- WRITTEN PROBLEM:
Gather each line of the items below that contains the word "black", and copy every such line in full.
.....
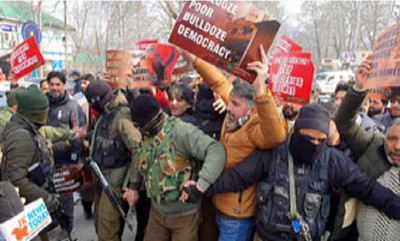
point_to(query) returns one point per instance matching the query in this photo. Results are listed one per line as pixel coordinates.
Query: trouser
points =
(87, 200)
(142, 215)
(233, 229)
(161, 228)
(108, 223)
(67, 203)
(208, 229)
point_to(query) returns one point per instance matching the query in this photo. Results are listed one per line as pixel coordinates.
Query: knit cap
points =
(33, 104)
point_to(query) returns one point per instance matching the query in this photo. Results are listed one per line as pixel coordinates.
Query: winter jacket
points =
(190, 143)
(19, 153)
(121, 127)
(367, 148)
(341, 173)
(263, 130)
(66, 113)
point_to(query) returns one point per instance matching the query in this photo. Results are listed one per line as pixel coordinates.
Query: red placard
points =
(286, 45)
(292, 76)
(155, 67)
(226, 34)
(72, 178)
(25, 58)
(386, 60)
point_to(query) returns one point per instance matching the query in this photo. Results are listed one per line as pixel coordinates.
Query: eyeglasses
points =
(395, 99)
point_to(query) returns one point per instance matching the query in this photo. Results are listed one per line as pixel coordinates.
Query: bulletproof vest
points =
(164, 171)
(312, 197)
(109, 152)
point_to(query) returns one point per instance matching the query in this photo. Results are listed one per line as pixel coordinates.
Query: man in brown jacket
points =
(252, 122)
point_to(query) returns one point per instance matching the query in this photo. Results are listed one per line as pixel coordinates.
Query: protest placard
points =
(285, 45)
(25, 58)
(155, 67)
(291, 76)
(386, 59)
(72, 178)
(118, 65)
(226, 34)
(27, 224)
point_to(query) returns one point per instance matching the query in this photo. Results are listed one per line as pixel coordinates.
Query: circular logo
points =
(30, 29)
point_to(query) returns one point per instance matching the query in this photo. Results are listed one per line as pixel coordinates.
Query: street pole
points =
(65, 36)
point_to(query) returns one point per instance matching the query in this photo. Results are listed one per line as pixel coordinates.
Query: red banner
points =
(155, 67)
(292, 76)
(286, 45)
(25, 58)
(226, 34)
(72, 178)
(386, 60)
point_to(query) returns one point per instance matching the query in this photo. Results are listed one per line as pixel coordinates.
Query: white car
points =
(327, 81)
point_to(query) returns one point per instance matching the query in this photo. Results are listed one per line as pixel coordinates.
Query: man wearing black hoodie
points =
(295, 181)
(64, 113)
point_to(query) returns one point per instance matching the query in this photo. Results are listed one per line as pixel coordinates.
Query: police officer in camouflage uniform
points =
(114, 148)
(315, 169)
(27, 157)
(174, 156)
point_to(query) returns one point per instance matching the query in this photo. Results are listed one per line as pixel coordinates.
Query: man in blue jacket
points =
(315, 169)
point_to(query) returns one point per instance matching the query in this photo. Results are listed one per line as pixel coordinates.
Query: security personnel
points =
(174, 154)
(28, 159)
(114, 148)
(295, 181)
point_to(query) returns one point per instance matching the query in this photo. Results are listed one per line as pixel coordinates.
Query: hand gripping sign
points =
(25, 58)
(291, 77)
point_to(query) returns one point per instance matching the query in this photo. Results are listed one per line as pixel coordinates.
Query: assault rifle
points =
(112, 196)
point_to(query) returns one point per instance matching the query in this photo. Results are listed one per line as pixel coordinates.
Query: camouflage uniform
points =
(178, 152)
(114, 154)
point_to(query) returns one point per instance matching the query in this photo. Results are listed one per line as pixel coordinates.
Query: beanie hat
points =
(143, 109)
(33, 104)
(75, 73)
(313, 116)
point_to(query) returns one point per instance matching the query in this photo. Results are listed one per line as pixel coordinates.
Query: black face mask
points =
(302, 150)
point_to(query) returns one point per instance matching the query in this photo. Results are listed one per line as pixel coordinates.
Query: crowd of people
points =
(210, 159)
.....
- WRITTEN ANSWER:
Query: man wearing black hoodie
Query: black face mask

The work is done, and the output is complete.